TAMUNING, Guam (NNS) -- Navy and Air Force personnel and their families participated in the 16th International Coastal Cleanup on Guam Sept. 25.
Organized by the nonprofit, Ocean Conservancy, headquartered in Washington, D.C., the International Coastal Cleanup is a worldwide effort in its 25th year. Annually, more than half a million people in 100 countries remove millions of pounds of trash from beaches and waterways all over the world and collect data on what they find.
Tom Quinata, the local International Coastal Cleanup coordinator, said that military representatives were at all 17 sites on Guam.
Sailors from Naval Mobile Construction Battalion (NMCB) 11 Detachment Guam cleaned two sites along the Oka Point cliffline in Tamuning, Guam, according to Equipment Operator 2nd Class (SCW) Asia Rogina, who organized the unit's participation.

Short problem a
Condense the paragraph of the cleanup report that begins "Organized by the nonprofit" into a short bulleted list, keeping its main facts.
The rows have no connection to the cleanup report.

Dataset rows
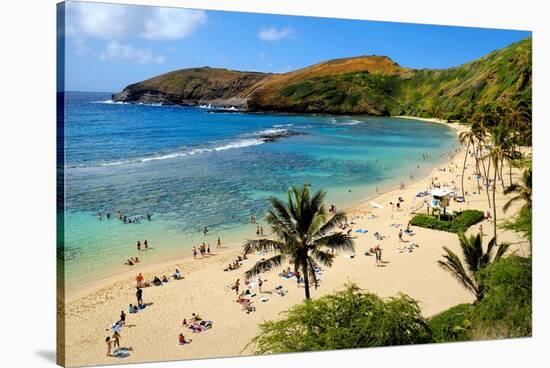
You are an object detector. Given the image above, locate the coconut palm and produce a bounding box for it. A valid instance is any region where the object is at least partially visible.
[437,233,510,301]
[471,112,493,208]
[502,168,533,212]
[459,129,476,199]
[243,186,354,299]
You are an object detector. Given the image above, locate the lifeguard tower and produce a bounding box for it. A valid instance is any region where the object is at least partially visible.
[428,188,454,218]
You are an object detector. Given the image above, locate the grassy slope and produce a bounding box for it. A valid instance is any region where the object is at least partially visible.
[249,39,531,118]
[115,67,269,103]
[114,38,531,115]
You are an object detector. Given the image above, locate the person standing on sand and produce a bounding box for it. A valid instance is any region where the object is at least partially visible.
[119,311,126,326]
[258,277,264,293]
[113,331,120,348]
[105,336,113,356]
[136,287,143,307]
[136,272,143,287]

Short problem b
Write out the rows word for word. Begin at the line containing "locate the lifeguard" and stop after the final line of the rows.

Complete output a
- Organizer: Ocean Conservancy, a nonprofit headquartered in Washington, D.C.
- Event: the International Coastal Cleanup, a worldwide effort in its 25th year
- Each year, more than half a million people in 100 countries remove millions of pounds of trash from beaches and waterways.
- Participants also collect data on what they find.

Complete output b
You are an object detector. Given the image above, locate the lifeguard tower and produce a bounding box for it. A valid instance is any region where the object is at least partially visible.
[428,188,454,218]
You are an object detector. Given the image above, locate the grassy slope and produce a bounding box for it. A valid instance is any region where the object is at least partially visible.
[249,39,531,118]
[115,67,269,103]
[114,38,531,115]
You are an object detector. Given the image above, locate the person standing on sand and produce a bounding box for it. A valid instance is any region where the object is at least partially visible.
[119,311,126,326]
[258,277,264,293]
[113,331,120,348]
[105,336,113,356]
[136,287,143,307]
[136,272,143,287]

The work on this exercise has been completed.